:: Extrait ::
--

L’oubli. J’ai une terrible mémoire, je ne suis pas observatrice et les événements qui meublent mon quotidien me traversent, ils s’impriment dans mon corps sans que mon cerveau ne juge nécessaire d’en garder trace, aussi il ne m’en reste souvent qu’une impression générale, une ambiance. Dans les moments de bonheur très grand, cette évanescence me désole. Je voudrais être capable de tout me remémorer: le visage exact de l’autre, la chaleur des rayons sur la peau, les saveurs, les images, les parfums. Pourtant, il ne me reste toujours qu’un sentiment vague — joie, sérénité, euphorie — et bientôt ce sentiment disparaît, il est remplacé par les mêmes sensations physiques, mais associées à des événements neufs. Pour faire face aux moments difficiles, si j’en traverse, je voudrais avoir en poche une série de souvenirs précis plutôt qu’une impression de bonheur diffus, si profond soit-il.

--

:: Données fournies ::

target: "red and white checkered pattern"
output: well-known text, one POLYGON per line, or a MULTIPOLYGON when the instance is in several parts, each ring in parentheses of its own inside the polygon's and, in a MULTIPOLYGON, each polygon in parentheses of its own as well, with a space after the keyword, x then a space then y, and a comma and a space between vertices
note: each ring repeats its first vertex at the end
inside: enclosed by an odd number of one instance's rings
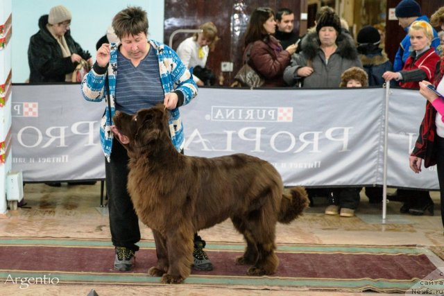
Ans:
POLYGON ((23 116, 24 117, 38 117, 39 103, 24 103, 23 116))
POLYGON ((293 107, 280 107, 278 108, 278 121, 292 122, 293 107))

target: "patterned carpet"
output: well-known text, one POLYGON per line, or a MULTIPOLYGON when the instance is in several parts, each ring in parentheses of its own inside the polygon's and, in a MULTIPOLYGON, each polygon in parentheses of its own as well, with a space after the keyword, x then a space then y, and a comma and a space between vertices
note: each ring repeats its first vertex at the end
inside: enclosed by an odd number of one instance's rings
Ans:
MULTIPOLYGON (((139 245, 135 270, 121 272, 112 269, 114 250, 108 241, 0 238, 0 280, 35 277, 56 279, 60 284, 158 284, 160 278, 146 273, 156 261, 154 243, 139 245)), ((246 275, 248 266, 234 263, 244 247, 208 244, 205 250, 214 270, 193 271, 185 284, 404 293, 437 268, 432 261, 438 257, 416 246, 280 245, 276 274, 253 277, 246 275)))

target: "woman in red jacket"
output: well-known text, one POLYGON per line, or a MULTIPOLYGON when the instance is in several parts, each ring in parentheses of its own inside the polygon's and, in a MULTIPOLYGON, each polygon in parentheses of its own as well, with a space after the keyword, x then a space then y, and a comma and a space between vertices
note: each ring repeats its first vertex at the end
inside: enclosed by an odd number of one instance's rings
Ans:
MULTIPOLYGON (((413 50, 402 70, 399 72, 388 71, 382 75, 382 78, 386 81, 398 81, 402 87, 418 89, 420 81, 434 81, 439 56, 434 49, 430 46, 433 28, 428 22, 413 21, 409 29, 409 35, 413 50)), ((401 213, 422 215, 427 211, 433 215, 434 203, 428 191, 398 189, 396 195, 404 201, 400 210, 401 213)))
MULTIPOLYGON (((444 6, 432 15, 431 22, 434 26, 441 26, 444 30, 444 6)), ((441 57, 436 68, 434 85, 439 93, 444 94, 444 56, 441 57)), ((426 168, 436 164, 441 191, 441 220, 444 226, 444 97, 430 90, 427 87, 430 84, 429 81, 419 83, 420 94, 427 99, 427 102, 419 136, 410 155, 410 168, 416 173, 420 173, 422 159, 426 168)))
POLYGON ((263 87, 284 87, 284 70, 290 64, 290 58, 296 51, 296 44, 282 49, 273 36, 276 30, 275 13, 271 8, 259 7, 251 14, 245 32, 244 62, 262 76, 263 87))

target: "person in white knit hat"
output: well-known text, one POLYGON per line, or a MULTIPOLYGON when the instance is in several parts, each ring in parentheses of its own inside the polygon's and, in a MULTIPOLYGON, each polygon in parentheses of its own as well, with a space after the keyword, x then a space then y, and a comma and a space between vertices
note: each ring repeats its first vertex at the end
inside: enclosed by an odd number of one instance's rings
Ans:
POLYGON ((71 19, 62 5, 40 17, 40 31, 31 36, 28 49, 30 83, 71 82, 72 72, 82 59, 92 64, 89 53, 71 36, 71 19))

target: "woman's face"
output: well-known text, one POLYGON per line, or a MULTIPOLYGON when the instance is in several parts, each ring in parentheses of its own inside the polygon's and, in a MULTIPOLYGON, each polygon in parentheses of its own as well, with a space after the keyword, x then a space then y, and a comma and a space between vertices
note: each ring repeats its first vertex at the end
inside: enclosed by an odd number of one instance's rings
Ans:
POLYGON ((264 23, 264 29, 268 34, 274 34, 276 31, 276 21, 273 15, 264 23))
POLYGON ((326 46, 332 46, 334 44, 336 38, 338 37, 338 33, 334 30, 333 27, 322 27, 319 30, 319 40, 321 40, 321 45, 326 46))
POLYGON ((53 28, 54 28, 54 34, 58 37, 65 35, 67 31, 69 30, 69 25, 71 25, 70 20, 62 21, 61 23, 53 25, 53 28))
POLYGON ((200 33, 197 35, 197 44, 199 44, 199 46, 203 47, 205 45, 210 45, 211 40, 206 37, 203 33, 200 33))
POLYGON ((127 35, 121 41, 123 50, 128 55, 127 58, 139 60, 144 58, 148 52, 148 40, 144 32, 136 35, 127 35))
POLYGON ((410 43, 413 51, 422 51, 430 44, 430 39, 425 35, 424 30, 412 30, 410 32, 410 43))

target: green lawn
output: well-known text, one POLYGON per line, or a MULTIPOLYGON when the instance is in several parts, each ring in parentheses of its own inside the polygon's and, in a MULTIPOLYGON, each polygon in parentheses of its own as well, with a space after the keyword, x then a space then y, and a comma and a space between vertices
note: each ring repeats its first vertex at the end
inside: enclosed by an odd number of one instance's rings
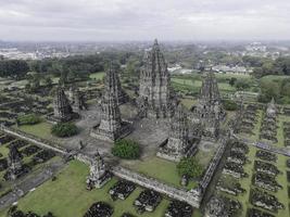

--

:: Consigne ::
Résumez l'extrait en deux phrases. Les entrées proviennent d'une autre source que l'extrait.

:: Réponse ::
L'extrait décrit une très mauvaise mémoire qui ne conserve des événements du quotidien qu'une impression générale, puis un sentiment vague vite remplacé par d'autres. Cette évanescence désole dans les moments de grand bonheur, et le texte exprime le souhait de garder des souvenirs précis plutôt qu'un bonheur diffus pour faire face aux moments difficiles.